**Problem statement**.
Reproduce all of the items below, changing each "wooden" to "timber" and keeping everything else identical.

**Source data**.
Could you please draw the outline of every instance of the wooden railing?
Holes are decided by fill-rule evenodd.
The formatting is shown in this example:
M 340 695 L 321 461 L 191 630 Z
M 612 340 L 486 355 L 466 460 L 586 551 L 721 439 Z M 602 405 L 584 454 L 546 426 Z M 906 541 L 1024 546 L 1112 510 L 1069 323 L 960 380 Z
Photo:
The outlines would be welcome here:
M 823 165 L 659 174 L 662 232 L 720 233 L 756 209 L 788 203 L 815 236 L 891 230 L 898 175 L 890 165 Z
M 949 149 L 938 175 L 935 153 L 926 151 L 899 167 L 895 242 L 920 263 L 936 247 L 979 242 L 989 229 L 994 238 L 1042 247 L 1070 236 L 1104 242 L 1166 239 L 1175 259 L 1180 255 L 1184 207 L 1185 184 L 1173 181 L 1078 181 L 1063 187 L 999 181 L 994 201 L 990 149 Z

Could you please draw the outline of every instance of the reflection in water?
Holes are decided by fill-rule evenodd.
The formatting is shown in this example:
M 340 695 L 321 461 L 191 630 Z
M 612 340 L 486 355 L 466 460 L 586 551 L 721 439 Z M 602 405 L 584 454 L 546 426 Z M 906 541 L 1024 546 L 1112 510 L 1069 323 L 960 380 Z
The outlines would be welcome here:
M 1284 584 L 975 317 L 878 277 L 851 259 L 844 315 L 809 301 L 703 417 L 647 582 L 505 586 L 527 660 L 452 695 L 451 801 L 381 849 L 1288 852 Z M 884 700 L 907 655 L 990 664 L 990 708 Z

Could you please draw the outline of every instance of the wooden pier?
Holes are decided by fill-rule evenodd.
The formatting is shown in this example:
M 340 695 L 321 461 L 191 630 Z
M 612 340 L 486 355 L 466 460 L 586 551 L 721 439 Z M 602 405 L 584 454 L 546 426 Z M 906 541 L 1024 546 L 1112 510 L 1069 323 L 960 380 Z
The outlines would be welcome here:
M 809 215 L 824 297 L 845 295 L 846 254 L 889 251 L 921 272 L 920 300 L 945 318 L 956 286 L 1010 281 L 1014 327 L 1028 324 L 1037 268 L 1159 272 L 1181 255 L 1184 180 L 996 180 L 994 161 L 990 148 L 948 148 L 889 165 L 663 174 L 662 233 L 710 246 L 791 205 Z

**Exercise result**.
Could you please draw the outline of every instance of the timber railing?
Holes are decided by fill-rule evenodd.
The formatting is shown in this example:
M 340 695 L 321 461 L 191 630 Z
M 612 340 L 486 355 L 466 460 L 586 551 L 721 439 Z M 602 405 L 584 454 L 546 426 Z M 906 541 L 1024 546 L 1112 510 L 1069 323 L 960 380 Z
Photo:
The outlines would be welcome here:
M 823 165 L 659 174 L 662 232 L 720 233 L 756 209 L 788 203 L 815 236 L 891 230 L 898 175 L 890 165 Z
M 949 149 L 938 175 L 935 153 L 926 151 L 899 167 L 895 242 L 920 263 L 936 247 L 979 242 L 989 229 L 994 238 L 1042 247 L 1070 236 L 1104 242 L 1166 239 L 1175 259 L 1180 255 L 1184 207 L 1185 184 L 1173 181 L 1078 181 L 1063 187 L 999 181 L 994 201 L 990 149 Z

Could you please draw the outline of every instance of the reflection in water?
Holes are decided by fill-rule evenodd.
The formatting is shown in this example:
M 340 695 L 321 461 L 191 630 Z
M 612 340 L 486 355 L 466 460 L 586 551 L 721 439 Z M 602 405 L 584 454 L 546 426 Z M 906 541 L 1024 546 L 1112 510 L 1069 323 L 960 380 Z
The outlines would be welcome here:
M 1284 584 L 975 317 L 878 277 L 851 259 L 844 315 L 809 301 L 703 417 L 647 582 L 505 586 L 527 660 L 452 695 L 451 801 L 381 849 L 1288 852 Z M 884 700 L 907 655 L 990 664 L 990 708 Z

Could you please draw the outline of every instance of the timber pier?
Holes are decided by fill-rule evenodd.
The formatting is shown in this example:
M 340 695 L 321 461 L 191 630 Z
M 612 340 L 486 355 L 466 460 L 586 551 L 721 439 Z M 602 405 L 584 454 L 546 426 Z M 906 541 L 1024 546 L 1112 510 L 1069 323 L 960 380 Z
The outlines would be welcome here:
M 809 215 L 824 297 L 845 295 L 846 254 L 889 251 L 921 272 L 920 300 L 945 318 L 956 286 L 1010 281 L 1014 327 L 1028 324 L 1037 268 L 1159 272 L 1181 255 L 1184 180 L 996 180 L 994 161 L 990 148 L 948 148 L 889 165 L 663 174 L 662 233 L 710 246 L 791 205 Z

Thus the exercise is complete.